▶ [Short problem 1]: Using the TiVo install thread below, mark each statement yes or no. Back each one with the words from the thread that decide it, quoted exactly: (a) The install, including the relocation, took 1h40. (b) The relocated box gives error 1036 for On Demand content. (c) The poster paid extra for multi-room.
▶ [Short problem 2]: Name everything the relocation required, as the TiVo install thread below states it.
▶ [Short problem 3]: Write the next part of the TiVo install thread below, starting from where it stops.

▶ [Text shown]:
++++

# New install - but relocation of old loses On Demand



## Paul Webster (Nov 16, 2003)

My TiVo was installed yesterday (1h40 including relocation that required new outside box (old too small for splitter) and installer to go up ladder and drill through wall - pretty good I thought).

I have a few observations about the TiVo (that I'll post elsewhere once I have read a bit more to avoid too many duplicates) but - there is issue with the relocated box.
It no longer shows On Demand content - I get error 1036.
Yesterday when installer was here it was complaining that the card was not inserted properly. We removed and reinstalled ... and it worked - including On Demand. But last night - and still this morning - it is not working and have also tried removing / re-inserting card.

Could it be that Virgin HQ does not yet know about me being a multi-room install? (Multi-room was free - I wasn't going to go for it - I had similar call as others offering free as early adopter)


----------



## sjp (Oct 22, 2001)

there are current problems with On Demand, have a look at http://community.virginmedia.com/t5/TiVo/bd-p/Tivo for details.


----------



## Paul Webster (Nov 16, 2003)

++++

▶ [Rows]:
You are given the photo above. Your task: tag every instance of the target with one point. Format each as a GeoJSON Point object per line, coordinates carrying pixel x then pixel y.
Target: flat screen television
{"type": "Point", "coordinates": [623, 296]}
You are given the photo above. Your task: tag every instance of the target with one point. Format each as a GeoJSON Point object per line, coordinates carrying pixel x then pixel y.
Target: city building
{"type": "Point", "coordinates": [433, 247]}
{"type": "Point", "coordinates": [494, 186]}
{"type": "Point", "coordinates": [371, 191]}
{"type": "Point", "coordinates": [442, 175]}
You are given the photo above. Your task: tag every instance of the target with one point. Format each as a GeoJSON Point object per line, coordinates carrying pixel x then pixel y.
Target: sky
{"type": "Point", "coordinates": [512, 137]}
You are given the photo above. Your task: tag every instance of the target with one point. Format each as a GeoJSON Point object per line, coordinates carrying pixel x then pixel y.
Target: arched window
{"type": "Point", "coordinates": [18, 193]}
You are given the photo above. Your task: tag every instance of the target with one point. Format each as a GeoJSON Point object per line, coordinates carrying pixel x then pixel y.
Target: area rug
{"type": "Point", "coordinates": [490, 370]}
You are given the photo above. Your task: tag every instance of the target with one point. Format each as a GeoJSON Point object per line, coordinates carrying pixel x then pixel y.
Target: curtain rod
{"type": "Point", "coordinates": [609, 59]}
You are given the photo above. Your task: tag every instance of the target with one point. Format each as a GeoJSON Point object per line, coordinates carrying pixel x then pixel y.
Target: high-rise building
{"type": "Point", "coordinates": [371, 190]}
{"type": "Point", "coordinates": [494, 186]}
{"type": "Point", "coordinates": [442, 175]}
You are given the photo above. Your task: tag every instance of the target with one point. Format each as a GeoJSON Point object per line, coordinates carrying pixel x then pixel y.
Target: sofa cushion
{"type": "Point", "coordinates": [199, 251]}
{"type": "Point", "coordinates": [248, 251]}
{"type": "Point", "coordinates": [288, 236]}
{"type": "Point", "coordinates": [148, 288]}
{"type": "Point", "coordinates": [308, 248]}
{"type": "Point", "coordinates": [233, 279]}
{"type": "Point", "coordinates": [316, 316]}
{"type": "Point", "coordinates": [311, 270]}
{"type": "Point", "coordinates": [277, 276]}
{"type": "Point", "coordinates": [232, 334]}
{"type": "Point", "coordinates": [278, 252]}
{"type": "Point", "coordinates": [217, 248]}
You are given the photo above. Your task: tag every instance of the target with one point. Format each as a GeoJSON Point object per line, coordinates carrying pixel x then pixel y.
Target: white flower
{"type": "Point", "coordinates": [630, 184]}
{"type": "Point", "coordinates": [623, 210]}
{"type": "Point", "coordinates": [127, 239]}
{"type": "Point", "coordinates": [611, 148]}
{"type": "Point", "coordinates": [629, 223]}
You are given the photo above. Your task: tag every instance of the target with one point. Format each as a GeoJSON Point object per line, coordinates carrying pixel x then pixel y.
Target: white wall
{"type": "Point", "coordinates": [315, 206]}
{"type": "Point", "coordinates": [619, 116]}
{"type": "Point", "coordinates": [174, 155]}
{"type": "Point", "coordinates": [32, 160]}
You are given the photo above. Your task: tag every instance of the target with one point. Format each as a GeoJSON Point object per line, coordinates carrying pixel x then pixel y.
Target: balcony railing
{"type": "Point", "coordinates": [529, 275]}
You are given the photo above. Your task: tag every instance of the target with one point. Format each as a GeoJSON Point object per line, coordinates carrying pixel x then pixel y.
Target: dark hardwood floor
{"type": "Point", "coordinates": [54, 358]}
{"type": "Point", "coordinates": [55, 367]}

++++

▶ [Final result 1]:
(a) Yes: "1h40 including relocation"
(b) Yes: "It no longer shows On Demand content - I get error 1036."
(c) No: "Multi-room was free"

▶ [Final result 2]:
- a new outside box (the old one was too small for the splitter)
- the installer going up a ladder
- drilling through the wall

▶ [Final result 3]:
My TiVo is able to access the On Demand content - problem is with the relocated old (Pace/NTL) box - perhaps related to this now being a Virgin multi-device home.


----------



## Technix (Feb 3, 2011)

Paul Webster said:


> My TiVo is able to access the On Demand content - problem is with the relocated old (Pace/NTL) box - perhaps related to this now being a Virgin multi-device home.


It's likely they've messed up your account so your relocated box's mac isn't recognised. If you see a '1059...' in the error code phone faults to get it rectified.


----------



## Paul Webster (Nov 16, 2003)

I was getting 1036 (rather than 1059) - however, this evening I rebooted the old box - and On Demand is working again - might be a coincidence.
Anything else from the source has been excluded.